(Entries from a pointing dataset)
◇ ◇ ◇
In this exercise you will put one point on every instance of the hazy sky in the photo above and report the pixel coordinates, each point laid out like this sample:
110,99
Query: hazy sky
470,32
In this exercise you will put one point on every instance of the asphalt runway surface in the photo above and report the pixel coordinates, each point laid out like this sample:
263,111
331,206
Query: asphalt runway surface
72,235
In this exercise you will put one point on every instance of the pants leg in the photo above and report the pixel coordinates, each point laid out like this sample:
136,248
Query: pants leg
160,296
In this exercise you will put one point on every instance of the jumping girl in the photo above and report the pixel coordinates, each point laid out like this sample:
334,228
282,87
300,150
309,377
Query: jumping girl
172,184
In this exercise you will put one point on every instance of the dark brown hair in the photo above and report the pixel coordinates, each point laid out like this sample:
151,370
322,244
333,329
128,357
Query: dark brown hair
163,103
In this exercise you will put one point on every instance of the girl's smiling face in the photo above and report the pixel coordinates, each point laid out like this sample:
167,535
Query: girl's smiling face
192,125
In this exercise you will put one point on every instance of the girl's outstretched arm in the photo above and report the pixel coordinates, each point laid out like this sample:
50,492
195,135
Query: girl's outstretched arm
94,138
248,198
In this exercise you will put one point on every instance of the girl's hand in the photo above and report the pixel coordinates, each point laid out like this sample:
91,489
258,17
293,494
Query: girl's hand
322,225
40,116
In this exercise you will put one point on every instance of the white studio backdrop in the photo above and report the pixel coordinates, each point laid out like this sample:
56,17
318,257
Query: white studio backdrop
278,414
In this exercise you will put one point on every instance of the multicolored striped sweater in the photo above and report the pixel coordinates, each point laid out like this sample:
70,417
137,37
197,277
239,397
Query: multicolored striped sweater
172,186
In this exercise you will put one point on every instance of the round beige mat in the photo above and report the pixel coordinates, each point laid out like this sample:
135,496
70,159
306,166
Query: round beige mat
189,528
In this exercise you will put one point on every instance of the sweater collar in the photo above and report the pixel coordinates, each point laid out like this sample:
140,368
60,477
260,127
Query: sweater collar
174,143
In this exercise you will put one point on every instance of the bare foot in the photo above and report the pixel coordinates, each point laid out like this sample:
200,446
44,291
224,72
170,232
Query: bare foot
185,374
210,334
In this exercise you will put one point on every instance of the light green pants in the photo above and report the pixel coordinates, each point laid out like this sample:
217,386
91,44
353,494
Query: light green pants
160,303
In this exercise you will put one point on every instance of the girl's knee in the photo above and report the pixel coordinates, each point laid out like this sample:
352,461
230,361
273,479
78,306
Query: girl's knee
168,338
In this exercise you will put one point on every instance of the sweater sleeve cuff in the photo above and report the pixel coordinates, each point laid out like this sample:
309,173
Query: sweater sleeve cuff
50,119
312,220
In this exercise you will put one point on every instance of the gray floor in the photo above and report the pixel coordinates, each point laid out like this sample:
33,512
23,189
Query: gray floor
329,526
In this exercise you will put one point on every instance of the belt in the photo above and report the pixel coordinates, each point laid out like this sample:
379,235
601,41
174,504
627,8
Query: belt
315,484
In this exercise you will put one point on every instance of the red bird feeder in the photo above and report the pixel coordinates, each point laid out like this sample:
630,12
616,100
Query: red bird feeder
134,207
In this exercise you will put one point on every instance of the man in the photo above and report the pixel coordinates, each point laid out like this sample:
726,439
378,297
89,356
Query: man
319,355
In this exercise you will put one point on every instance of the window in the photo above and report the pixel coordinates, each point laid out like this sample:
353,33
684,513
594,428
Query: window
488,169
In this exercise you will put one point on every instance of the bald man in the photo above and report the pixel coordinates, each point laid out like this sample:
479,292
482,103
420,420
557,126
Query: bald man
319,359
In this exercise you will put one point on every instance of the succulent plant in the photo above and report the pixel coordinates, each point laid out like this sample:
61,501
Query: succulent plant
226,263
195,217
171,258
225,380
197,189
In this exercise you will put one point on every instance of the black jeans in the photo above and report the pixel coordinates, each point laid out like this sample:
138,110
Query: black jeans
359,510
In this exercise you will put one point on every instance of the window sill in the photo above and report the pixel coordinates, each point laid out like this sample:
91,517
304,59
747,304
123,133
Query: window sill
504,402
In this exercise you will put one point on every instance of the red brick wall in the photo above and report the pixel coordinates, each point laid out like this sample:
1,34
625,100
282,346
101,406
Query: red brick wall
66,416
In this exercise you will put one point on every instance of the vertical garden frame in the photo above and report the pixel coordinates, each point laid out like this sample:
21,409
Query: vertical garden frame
◇ ◇ ◇
**Problem**
Return all of the entries above verbatim, changing nothing.

**Result of the exercise**
In this exercise you will put one point on every instance of the hazy sky in the photo above and report the pixel coordinates, each point laid out like this sample:
110,99
Query: hazy sky
470,32
In this exercise you will put one point on every instance of the asphalt runway surface in the photo above and report the pixel coordinates, each point laid out like this sample:
263,111
331,206
Query: asphalt runway surface
72,235
In this exercise you will put one point on every instance of the pants leg in the photo above and report the pixel coordinates, each point laid out like this sample:
136,248
Query: pants leg
160,296
In this exercise you will put one point on every instance of the jumping girl in the photo above and report the pixel coordinates, each point laid out like this sample:
334,228
282,87
300,150
309,377
Query: jumping girl
172,184
In this exercise you will put one point on every instance of the dark brown hair in the photo above and report the pixel coordinates, each point laid out like this sample:
151,370
322,244
333,329
128,357
Query: dark brown hair
163,103
In this exercise you will put one point on every instance of the girl's smiling face in the photo above and report the pixel coordinates, each point laid out like this sample:
167,535
Query: girl's smiling face
192,125
In this exercise you will put one point on every instance of the girl's outstretched arm in the photo above and report the pixel coordinates, each point laid out like this sample:
50,492
195,135
Query: girl's outstretched arm
94,138
248,198
In this exercise you will put one point on every instance of the girl's hand in the photo above and report the pixel coordinates, each point laid out like this sample:
91,489
258,17
293,494
Query: girl's hand
322,225
40,116
In this exercise you will put one point on every instance of the white studio backdrop in the photo above and report the pixel coordinates, each point laid out like this sample:
56,17
318,257
Query: white studio backdrop
278,414
In this exercise you will put one point on every instance of the multicolored striped sweater in the photo above and report the pixel coordinates, each point laid out like this sample:
70,417
137,37
197,277
239,397
Query: multicolored striped sweater
172,186
In this exercise you will put one point on every instance of the round beige mat in the photo above and report the pixel coordinates, each point laid out like this sample:
135,496
70,159
306,166
Query: round beige mat
189,528
In this exercise you will put one point on every instance of the sweater collar in the photo above and report the pixel coordinates, each point laid out like this sample:
140,368
60,477
260,127
Query: sweater collar
174,143
In this exercise you will put one point on every instance of the bare foot in the photo above and report the pixel coordinates, each point laid out like this sample:
200,446
44,291
224,72
170,232
Query: bare foot
185,374
210,334
In this exercise you will put one point on every instance of the light green pants in the photo above and report the pixel coordinates, each point laid out like this sample:
217,386
91,44
353,494
Query: light green pants
160,303
In this exercise you will put one point on every instance of the girl's knee in the photo above and report the pixel coordinates, each point laid out like this sample:
352,461
230,361
273,479
78,306
Query: girl's knee
168,338
In this exercise you will put one point on every instance of the sweater sleeve cuff in the photo above and report the pixel coordinates, each point laid out like this sample:
309,173
Query: sweater sleeve cuff
50,119
312,220
In this exercise you will put one point on every instance of the gray floor in the photo above and report the pixel coordinates, each point laid out like this sample:
33,512
23,189
Query: gray floor
329,526
In this exercise you will put one point on every instance of the belt in the photo above and report the pixel coordinates, each point laid out like this sample:
379,235
601,41
174,504
627,8
Query: belt
315,484
In this exercise you will put one point on every instance of the red bird feeder in the photo above and report the pixel coordinates, each point laid out like this sample:
630,12
616,100
Query: red bird feeder
134,207
In this exercise you will put one point on every instance of the man in the photo above and report the pixel coordinates, each point laid out like this sample:
726,439
378,297
89,356
Query: man
319,355
In this exercise you will put one point on every instance of the window in the photo above and report the pixel coordinates, each point laid out like this sample:
353,33
684,513
594,428
Query: window
488,169
In this exercise you will put one point on every instance of the bald man in the photo above and report the pixel coordinates, each point laid out like this sample:
479,292
482,103
420,420
557,126
Query: bald man
319,359
In this exercise you will put one point on every instance of the succulent plant in the photo above and report the pixel coordinates, each point laid out like this sample:
61,501
Query: succulent plant
226,263
195,217
171,258
225,380
197,189
In this exercise you will put one point on every instance of the black jeans in the photo above and report the pixel coordinates, each point laid out like this sample:
138,110
Query: black jeans
359,510
In this exercise you will put one point on every instance of the window sill in the photo above and report the pixel coordinates, each point laid out like this sample:
91,517
304,59
747,304
123,133
Query: window sill
504,402
In this exercise you will put one point on every instance of the red brick wall in the photo above and report the pixel coordinates, each point laid out like this sample:
1,34
625,100
282,346
101,406
Query: red brick wall
66,416
In this exercise you will put one point on every instance of the vertical garden frame in the photo above and report the pixel coordinates, each point laid out like this sample:
21,409
Query: vertical garden frame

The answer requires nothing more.